╭─ Data to examine

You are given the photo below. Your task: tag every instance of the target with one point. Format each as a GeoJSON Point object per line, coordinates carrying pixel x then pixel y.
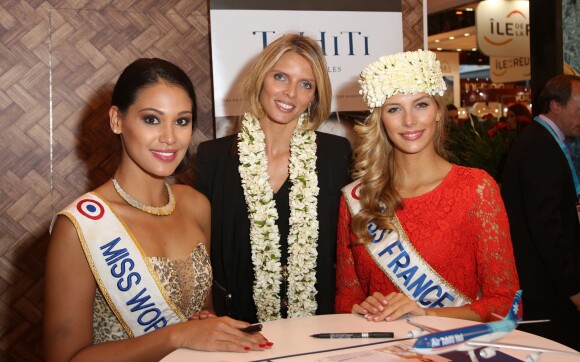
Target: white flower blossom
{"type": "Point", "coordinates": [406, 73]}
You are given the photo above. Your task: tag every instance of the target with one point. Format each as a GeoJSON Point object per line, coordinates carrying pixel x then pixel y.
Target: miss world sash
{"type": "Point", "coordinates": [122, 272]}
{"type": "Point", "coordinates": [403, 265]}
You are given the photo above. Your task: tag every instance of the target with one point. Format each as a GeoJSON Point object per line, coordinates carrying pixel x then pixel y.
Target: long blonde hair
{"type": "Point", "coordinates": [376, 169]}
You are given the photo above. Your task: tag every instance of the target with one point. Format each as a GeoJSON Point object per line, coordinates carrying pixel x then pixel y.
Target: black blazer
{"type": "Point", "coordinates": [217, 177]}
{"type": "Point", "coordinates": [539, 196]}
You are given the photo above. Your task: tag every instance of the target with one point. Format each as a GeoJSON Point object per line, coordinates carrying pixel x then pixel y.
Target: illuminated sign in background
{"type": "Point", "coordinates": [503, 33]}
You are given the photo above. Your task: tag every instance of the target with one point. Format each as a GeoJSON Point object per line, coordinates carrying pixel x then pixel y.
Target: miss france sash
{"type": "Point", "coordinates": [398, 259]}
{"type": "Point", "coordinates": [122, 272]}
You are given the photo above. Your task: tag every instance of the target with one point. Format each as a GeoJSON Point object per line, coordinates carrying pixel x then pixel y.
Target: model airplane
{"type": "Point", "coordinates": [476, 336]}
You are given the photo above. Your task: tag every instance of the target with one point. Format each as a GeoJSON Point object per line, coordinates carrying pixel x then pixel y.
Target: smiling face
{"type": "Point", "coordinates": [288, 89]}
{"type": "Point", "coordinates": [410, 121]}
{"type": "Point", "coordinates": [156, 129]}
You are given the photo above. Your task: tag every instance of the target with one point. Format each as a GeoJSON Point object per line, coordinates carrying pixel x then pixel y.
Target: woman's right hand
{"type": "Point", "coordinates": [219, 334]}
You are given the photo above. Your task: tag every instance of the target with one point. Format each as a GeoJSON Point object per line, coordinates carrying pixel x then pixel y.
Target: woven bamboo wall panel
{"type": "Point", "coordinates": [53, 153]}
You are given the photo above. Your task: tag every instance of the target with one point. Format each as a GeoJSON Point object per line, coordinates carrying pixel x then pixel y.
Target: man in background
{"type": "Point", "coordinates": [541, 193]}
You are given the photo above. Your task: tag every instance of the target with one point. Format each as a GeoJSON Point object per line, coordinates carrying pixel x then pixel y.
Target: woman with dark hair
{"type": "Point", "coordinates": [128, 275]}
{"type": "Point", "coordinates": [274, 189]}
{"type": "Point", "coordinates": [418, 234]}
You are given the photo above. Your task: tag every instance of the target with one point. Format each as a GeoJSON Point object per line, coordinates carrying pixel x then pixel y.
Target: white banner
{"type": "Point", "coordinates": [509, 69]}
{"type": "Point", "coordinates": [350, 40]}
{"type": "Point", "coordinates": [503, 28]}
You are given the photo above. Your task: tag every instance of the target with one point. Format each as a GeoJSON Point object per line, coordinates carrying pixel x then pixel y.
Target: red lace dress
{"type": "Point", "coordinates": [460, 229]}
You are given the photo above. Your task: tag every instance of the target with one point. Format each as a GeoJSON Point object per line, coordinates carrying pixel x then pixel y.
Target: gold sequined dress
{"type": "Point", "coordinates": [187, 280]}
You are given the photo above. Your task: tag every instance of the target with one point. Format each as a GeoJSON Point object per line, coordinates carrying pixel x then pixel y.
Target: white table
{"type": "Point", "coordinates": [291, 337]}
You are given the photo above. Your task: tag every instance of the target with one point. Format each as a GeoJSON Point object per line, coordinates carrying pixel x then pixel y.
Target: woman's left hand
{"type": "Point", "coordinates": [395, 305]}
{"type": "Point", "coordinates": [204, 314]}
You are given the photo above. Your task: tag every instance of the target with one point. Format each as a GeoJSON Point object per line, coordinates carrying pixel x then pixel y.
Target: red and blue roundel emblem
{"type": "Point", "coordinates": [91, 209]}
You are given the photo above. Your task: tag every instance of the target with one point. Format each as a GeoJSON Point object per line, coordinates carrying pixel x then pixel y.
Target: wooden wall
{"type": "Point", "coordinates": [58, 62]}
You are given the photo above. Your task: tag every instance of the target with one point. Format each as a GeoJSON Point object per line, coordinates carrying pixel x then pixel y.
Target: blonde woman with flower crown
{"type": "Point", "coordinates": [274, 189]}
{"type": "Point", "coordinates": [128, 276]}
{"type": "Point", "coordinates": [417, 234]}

╰─

What to work on - Make a word-for-word repeat of the material, skipping all pictures.

Solution for this exercise -
You are given the photo below. Your task: tag every instance of the target with one point. Format each as a GeoJSON Point object per line, coordinates carrying pixel x then pixel y.
Target: white flower blossom
{"type": "Point", "coordinates": [406, 73]}
You are given the photo above. Your task: tag every instance of the target with one point. Format each as a GeoJSON Point object per line, coordinates carrying pixel x then pixel y.
Target: miss world sash
{"type": "Point", "coordinates": [122, 272]}
{"type": "Point", "coordinates": [403, 265]}
You are given the photo above. Your task: tag every instance of the target with one point. Format each as a GeoJSON Point object per line, coordinates carrying pixel x then pixel y.
Target: long blonde hair
{"type": "Point", "coordinates": [376, 169]}
You are given the photo above. Your task: tag every instance of the target with one point. Format each as a GeoJSON Point object per line, coordinates carrying pixel x then pixel y.
Target: black blazer
{"type": "Point", "coordinates": [217, 177]}
{"type": "Point", "coordinates": [539, 196]}
You are given the photo above. Your task: tag every instance of the target with one point. Format each as a GeoJSON Point object per line, coordinates carrying pixel x then pixel y.
Target: illuminated sign in background
{"type": "Point", "coordinates": [503, 33]}
You are given the photo above. Your task: tag every instance of the target with one point. Format each as a GeoJSON Point object per line, coordinates carrying pixel x then pixel y.
Target: miss france sash
{"type": "Point", "coordinates": [398, 259]}
{"type": "Point", "coordinates": [122, 272]}
You are given the photo above. Your task: tag every instance of the target with one point. Format each as a GeoJSON Point object per line, coordinates carrying pixel x then pixel y.
Target: model airplane
{"type": "Point", "coordinates": [476, 336]}
You are given the photo above. Your task: tag every instance of the target with one point. Format each as a GeoJSON Point object per line, coordinates carrying pixel x then pixel y.
Target: smiling face
{"type": "Point", "coordinates": [288, 89]}
{"type": "Point", "coordinates": [410, 121]}
{"type": "Point", "coordinates": [156, 129]}
You are given the photo above. Your task: tag every instance of the target with one point. Format each as a GeoJSON Point object per line, coordinates carrying pixel x then pixel y.
Target: woman's right hand
{"type": "Point", "coordinates": [219, 334]}
You are given the photo above. Your task: tag every instance of the target with one point. Format each as a GeoJSON Point object per line, coordinates carrying pixel x then pixel y.
Target: woven bamboo wall panel
{"type": "Point", "coordinates": [53, 153]}
You are given the photo above. Your task: tag every instance of the target with one point. Format each as a GeoJSON Point object per line, coordinates carrying pixel x then pixel y.
Target: man in background
{"type": "Point", "coordinates": [541, 193]}
You are given the photo above. Your task: tag every instance of the target with one point. Format each as a GeoJSON Point object per line, coordinates carrying pixel x then pixel y.
Target: woman with dark hair
{"type": "Point", "coordinates": [128, 275]}
{"type": "Point", "coordinates": [274, 189]}
{"type": "Point", "coordinates": [418, 234]}
You are given the photo above. Your task: tag every instance of the target with one point. Format each as a GeoJSON Point object per line, coordinates carrying pixel x then pixel y.
Target: white banner
{"type": "Point", "coordinates": [509, 69]}
{"type": "Point", "coordinates": [350, 40]}
{"type": "Point", "coordinates": [503, 28]}
You are given the photo above. Your task: tag every instance of the target with one point. Format each as a GeoJSON Point object per line, coordinates carrying pixel x then pixel y.
Target: red lace dress
{"type": "Point", "coordinates": [460, 229]}
You are given the photo above. Your task: tag every instance of the target with one point. Format each as a GeoJSON Point object per line, coordinates carrying pixel x then pixel y.
Target: gold sequined dress
{"type": "Point", "coordinates": [187, 280]}
You are given the photo above. Your task: tag every instance of the target with one point. Format each as a GeoJSON Point object per line, coordinates carrying pixel x then pixel y.
Target: white table
{"type": "Point", "coordinates": [291, 337]}
You are given the photo above. Your task: tag every instance of the target with one point. Format each as a GeoJSON Point object per line, coordinates carrying pixel x then pixel y.
Target: woman's left hand
{"type": "Point", "coordinates": [395, 305]}
{"type": "Point", "coordinates": [204, 314]}
You are given the photo above. Your task: tag every instance of the target with one point. Format each as a GeoJSON Point object per line, coordinates carrying pixel x then pixel y.
Target: red and blue roundel emblem
{"type": "Point", "coordinates": [91, 209]}
You are given the photo above. Your task: tag every instance of the target with one point. Format each as a GeoJSON Point object per line, coordinates carrying pixel x then pixel y.
Target: wooden wall
{"type": "Point", "coordinates": [58, 62]}
You are given the photo above. Your task: tag every instance of the target with one point. Format each as a GeoJSON Point object per line, coordinates carrying pixel x then pixel y.
Target: blonde woman with flower crown
{"type": "Point", "coordinates": [274, 189]}
{"type": "Point", "coordinates": [128, 276]}
{"type": "Point", "coordinates": [417, 234]}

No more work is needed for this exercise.